*Stated task*
Reproduce every line of the material below, requests included, but scale the pixel coordinates in the answers by 2.05 and round them to whole numbers, with halves rounding up; leave the sample coordinates in the requests unchanged. Leave the pictures out of your output.

*Given data*
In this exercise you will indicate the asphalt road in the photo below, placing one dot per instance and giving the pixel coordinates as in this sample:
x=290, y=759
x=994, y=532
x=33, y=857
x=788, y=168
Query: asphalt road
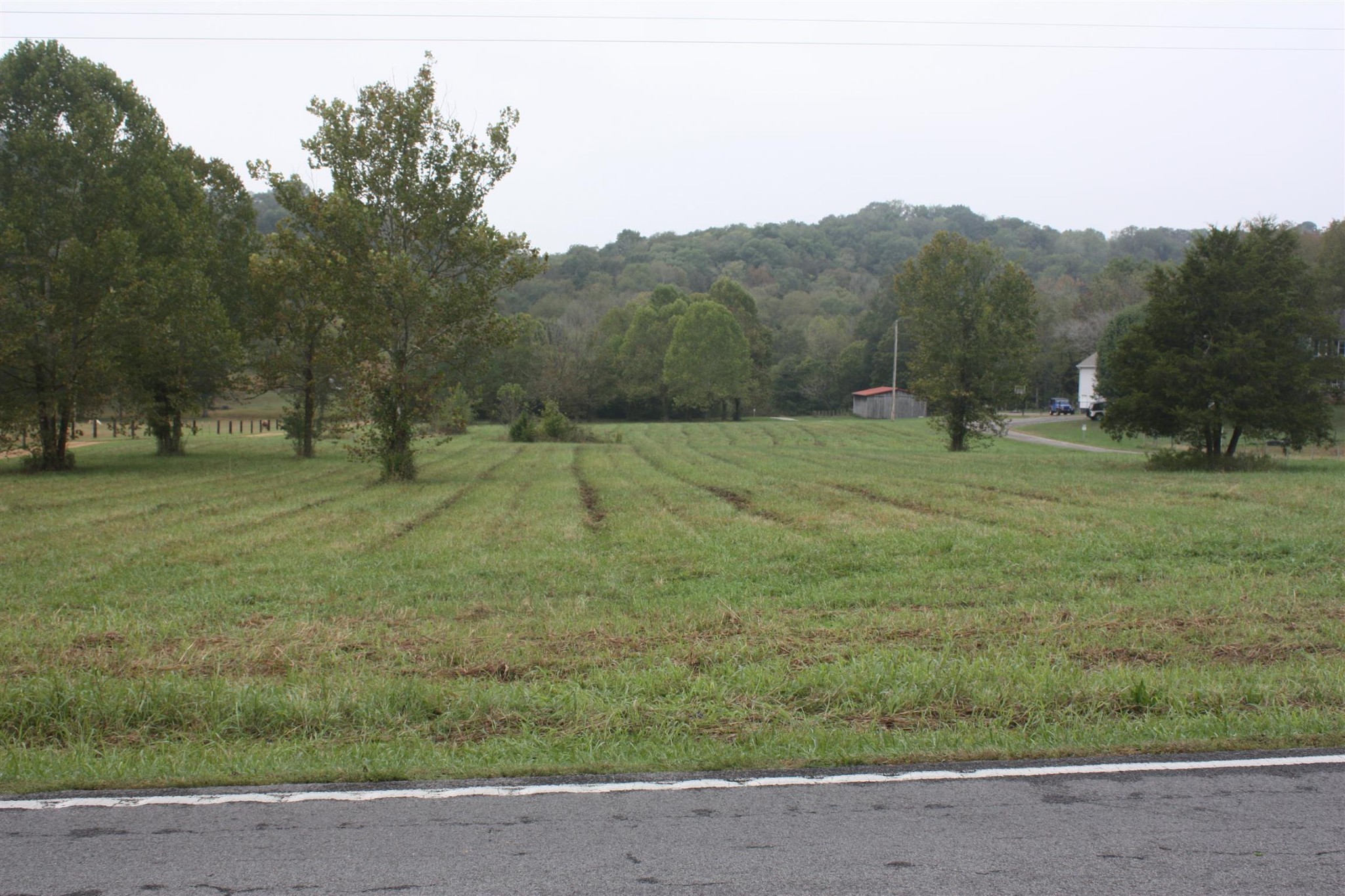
x=1042, y=440
x=1266, y=830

*Exercise answer*
In this exercise you will indicate the asphalt road in the photo below, placing one dot per instance and giving the pixel coordinates as in this sample:
x=290, y=759
x=994, y=532
x=33, y=857
x=788, y=168
Query: asphalt road
x=2136, y=902
x=2595, y=1702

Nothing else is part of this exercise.